- [Passage to read]:

::::::::

Line the inside of a 91/2 x 51/2 inch loaf pan with
a large sheet of wax paper. Tuck the wax paper into
the corners of the pan - being careful not to tear it.
Dip the ladyfingers one at a time into the reserved
coffee mixture and begin to place them crosswise in
the lined pan. The lady fingers should be soaked with
coffee and will expand a little. This will only take
a few seconds; be sure not to soak them so long that
they fall apart. Continue with more ladyfingers, lining
the bottom of the pan
lengthwise with them. Trim if they don't fit exactly.
Spread on half the cheese mixture. Sprinkle with 2 ounces
of the shaved chocolate.
Layer again in the same manner with 7 more ladyfingers,
the remaining cheese mixture and the remaining chocolate.

::::::::

- [Recorded data]:
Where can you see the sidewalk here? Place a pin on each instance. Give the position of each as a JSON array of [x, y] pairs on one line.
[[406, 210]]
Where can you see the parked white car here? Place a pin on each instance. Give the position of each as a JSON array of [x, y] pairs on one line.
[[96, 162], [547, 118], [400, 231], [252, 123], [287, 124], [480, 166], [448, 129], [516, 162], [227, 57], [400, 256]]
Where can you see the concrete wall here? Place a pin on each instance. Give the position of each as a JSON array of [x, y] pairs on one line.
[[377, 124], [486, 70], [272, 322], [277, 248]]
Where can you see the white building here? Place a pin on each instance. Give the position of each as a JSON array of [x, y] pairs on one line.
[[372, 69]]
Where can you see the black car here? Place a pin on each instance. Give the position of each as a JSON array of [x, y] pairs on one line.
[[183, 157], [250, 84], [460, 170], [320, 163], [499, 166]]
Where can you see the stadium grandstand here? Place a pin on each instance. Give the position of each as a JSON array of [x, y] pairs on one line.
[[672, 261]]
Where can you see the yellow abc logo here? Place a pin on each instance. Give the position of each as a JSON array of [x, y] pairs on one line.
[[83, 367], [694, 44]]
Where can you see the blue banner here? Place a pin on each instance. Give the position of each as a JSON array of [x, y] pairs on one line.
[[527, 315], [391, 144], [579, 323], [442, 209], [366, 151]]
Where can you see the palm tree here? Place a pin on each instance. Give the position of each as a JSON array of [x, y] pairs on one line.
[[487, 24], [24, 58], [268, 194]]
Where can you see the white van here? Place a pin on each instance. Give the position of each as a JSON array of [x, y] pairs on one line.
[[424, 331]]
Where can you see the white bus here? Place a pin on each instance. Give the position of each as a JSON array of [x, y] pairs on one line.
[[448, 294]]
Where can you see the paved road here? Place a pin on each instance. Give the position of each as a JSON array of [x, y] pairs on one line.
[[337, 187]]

::::::::

- [Your tasks]:
**a.** List every ingredient named in the ladyfinger recipe.
**b.** Rewrite the ladyfinger recipe starting with "Spread on half" and going on through "the remaining chocolate.", changing "shaved chocolate" to "grated chocolate".
**c.** Continue the ladyfinger recipe from its final step.
The material is not needed here.

- [Task responses]:
**a.** ladyfingers, coffee mixture, cheese mixture, shaved chocolate

**b.**
Spread on half the cheese mixture. Sprinkle with 2 ounces
of the grated chocolate.
Layer again in the same manner with 7 more ladyfingers,
the remaining cheese mixture and the remaining chocolate.

**c.**
Top the loaf pan off with the remaining soaked ladyfingers.
fold the wax paper up around the top of the pan and
cover tightly with plastic wrap and refrigerate for
6 hours (I've refrigerated it overnight with fine results.)
Invert the chilled loaf pan onto a serving platter and
tap the bottom of the pan to remove the loaf. Remove
the wax paper.
Whisk the cream, vanilla and confectioner's sugar until
stiff. Spread this icing over the cake and top it off
with a dusting of cocoa powder and shaved chocolate.